• **Exercise aim**
Output every one of the lines below verbatim, leaving each unchanged.

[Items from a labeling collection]
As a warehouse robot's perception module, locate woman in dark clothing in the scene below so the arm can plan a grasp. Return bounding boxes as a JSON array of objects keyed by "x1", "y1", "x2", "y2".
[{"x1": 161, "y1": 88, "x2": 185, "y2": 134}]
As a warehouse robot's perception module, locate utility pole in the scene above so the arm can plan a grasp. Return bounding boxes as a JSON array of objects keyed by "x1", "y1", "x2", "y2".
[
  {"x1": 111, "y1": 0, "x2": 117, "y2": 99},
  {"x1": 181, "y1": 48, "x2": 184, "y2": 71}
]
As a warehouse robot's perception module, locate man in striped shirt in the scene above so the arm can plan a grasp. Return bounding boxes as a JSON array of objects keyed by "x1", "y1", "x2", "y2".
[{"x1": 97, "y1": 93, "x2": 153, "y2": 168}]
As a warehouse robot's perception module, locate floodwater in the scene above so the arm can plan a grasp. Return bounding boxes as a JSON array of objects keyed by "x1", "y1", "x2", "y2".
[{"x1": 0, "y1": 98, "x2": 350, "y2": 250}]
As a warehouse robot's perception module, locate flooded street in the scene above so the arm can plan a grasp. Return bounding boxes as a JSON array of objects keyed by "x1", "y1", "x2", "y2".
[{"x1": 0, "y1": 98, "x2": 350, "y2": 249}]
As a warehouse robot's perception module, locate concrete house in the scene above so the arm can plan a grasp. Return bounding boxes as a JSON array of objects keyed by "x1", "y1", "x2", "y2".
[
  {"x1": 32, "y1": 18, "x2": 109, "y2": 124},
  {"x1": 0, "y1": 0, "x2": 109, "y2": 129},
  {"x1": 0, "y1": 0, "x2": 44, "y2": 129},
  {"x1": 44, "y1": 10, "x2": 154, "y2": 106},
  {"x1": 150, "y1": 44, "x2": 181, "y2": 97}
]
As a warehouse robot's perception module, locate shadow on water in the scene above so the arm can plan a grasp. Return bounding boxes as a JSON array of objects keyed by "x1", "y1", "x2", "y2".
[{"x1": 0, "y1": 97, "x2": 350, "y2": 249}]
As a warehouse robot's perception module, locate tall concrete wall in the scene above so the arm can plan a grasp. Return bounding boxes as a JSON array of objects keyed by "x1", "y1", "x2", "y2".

• **Completed task**
As a warehouse robot's perception module, locate woman in dark clothing in the scene below so the arm can plan a grasp. Return bounding boxes as a JSON array of objects keyed by "x1", "y1", "x2", "y2".
[{"x1": 161, "y1": 88, "x2": 185, "y2": 134}]
As a warehouse robot's perception module, locate utility pole in the scene above so the arm can plan a grasp. Return bounding boxes as a JSON array of objects keyed by "x1", "y1", "x2", "y2".
[
  {"x1": 111, "y1": 0, "x2": 117, "y2": 99},
  {"x1": 181, "y1": 48, "x2": 184, "y2": 71}
]
As a warehouse robot's perception module, locate man in striped shirt in the scene above so the arm can plan a grasp. Return bounding boxes as a JSON array of objects keyed by "x1", "y1", "x2", "y2".
[{"x1": 97, "y1": 93, "x2": 153, "y2": 168}]
As a warehouse robot's perception module, locate floodwater in the scene above so the arm can plan a grasp. Return bounding boxes as a JSON array of objects keyed by "x1", "y1", "x2", "y2".
[{"x1": 0, "y1": 98, "x2": 350, "y2": 250}]
As a warehouse robot's perception module, locate flooded street in the scene above so the arm can plan a grasp. Return bounding boxes as a JSON array of objects keyed by "x1", "y1", "x2", "y2".
[{"x1": 0, "y1": 98, "x2": 350, "y2": 249}]
As a warehouse robot's perception module, locate concrete house in the scene above so the arm can plan a grasp. Return bounding boxes as a JSON array of objects keyed by "x1", "y1", "x2", "y2".
[
  {"x1": 32, "y1": 18, "x2": 109, "y2": 124},
  {"x1": 0, "y1": 0, "x2": 109, "y2": 129},
  {"x1": 0, "y1": 0, "x2": 44, "y2": 129},
  {"x1": 44, "y1": 10, "x2": 154, "y2": 106},
  {"x1": 150, "y1": 44, "x2": 181, "y2": 97}
]
As a warehouse robot's perception module, locate shadow on water in the scene above so the arm can plan a grasp. Return bounding boxes as a JSON array of objects keyed by "x1", "y1", "x2", "y2".
[{"x1": 0, "y1": 97, "x2": 350, "y2": 249}]
As a warehouse robot's perception module, locate tall concrete wall in the scene above so the arm can plan a grasp. Return bounding boxes as a JSON array of objects keyed by "x1", "y1", "x2", "y2".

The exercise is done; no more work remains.